**Task to complete:** Render every line of the records below as a Markdown table with the columns "Row" and "Content," numbering each line in sequence and omitting blank lines. Do not include the pictures in the answer.

═══

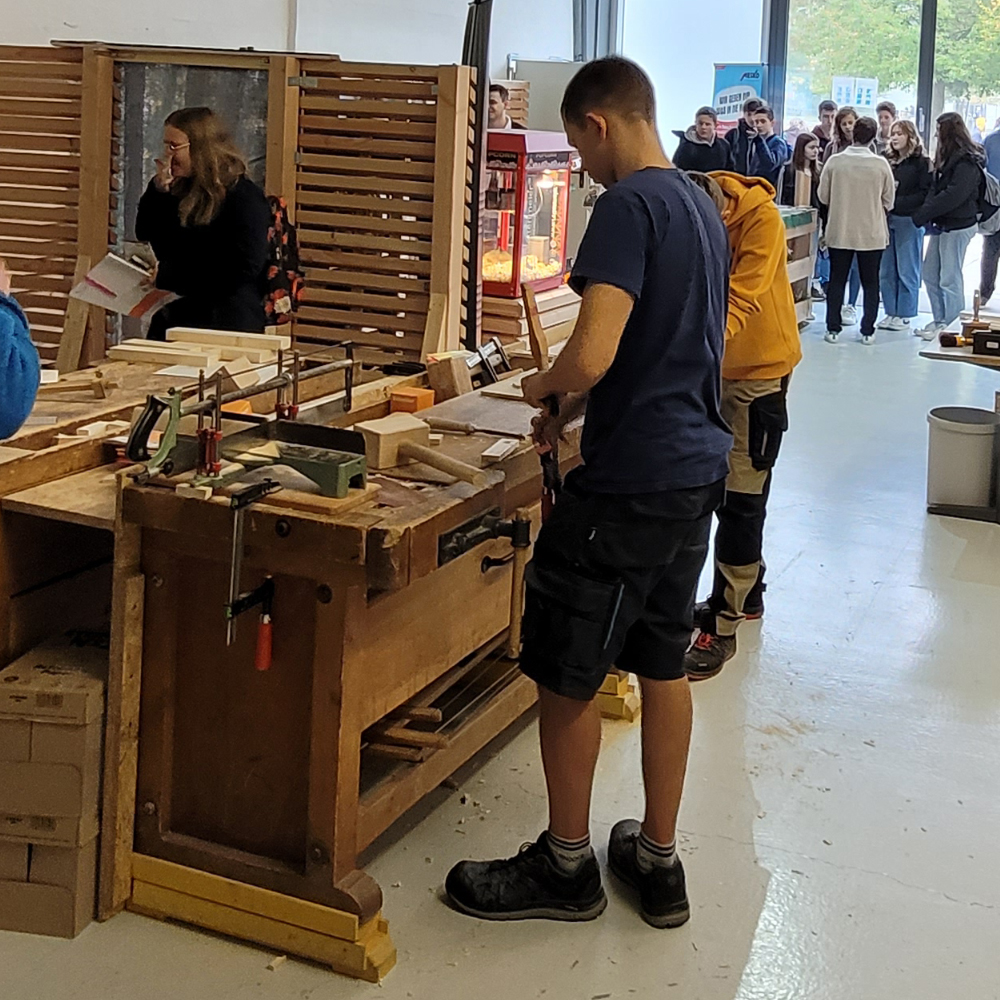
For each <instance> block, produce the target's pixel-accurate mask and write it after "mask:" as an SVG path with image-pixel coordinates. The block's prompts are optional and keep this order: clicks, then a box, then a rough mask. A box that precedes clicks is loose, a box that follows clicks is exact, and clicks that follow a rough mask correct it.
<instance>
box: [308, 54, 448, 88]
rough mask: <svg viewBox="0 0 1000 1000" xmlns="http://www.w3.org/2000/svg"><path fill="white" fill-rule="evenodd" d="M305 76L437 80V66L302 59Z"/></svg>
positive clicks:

═══

**Task result:**
| Row | Content |
|---|---|
| 1 | For each <instance> block, produce the target's pixel-accurate mask and write it after "mask:" as an SVG path with image-pixel coordinates. The block's prompts are optional and keep this order: clicks, then a box, then a rough mask. A box that precedes clicks is loose, a box that follows clicks is exact, and clicks that follow a rough mask correct it. |
| 2 | <instance> |
| 3 | box: [308, 54, 448, 88] |
| 4 | rough mask: <svg viewBox="0 0 1000 1000" xmlns="http://www.w3.org/2000/svg"><path fill="white" fill-rule="evenodd" d="M305 76L437 80V66L302 59Z"/></svg> |
| 5 | positive clicks: |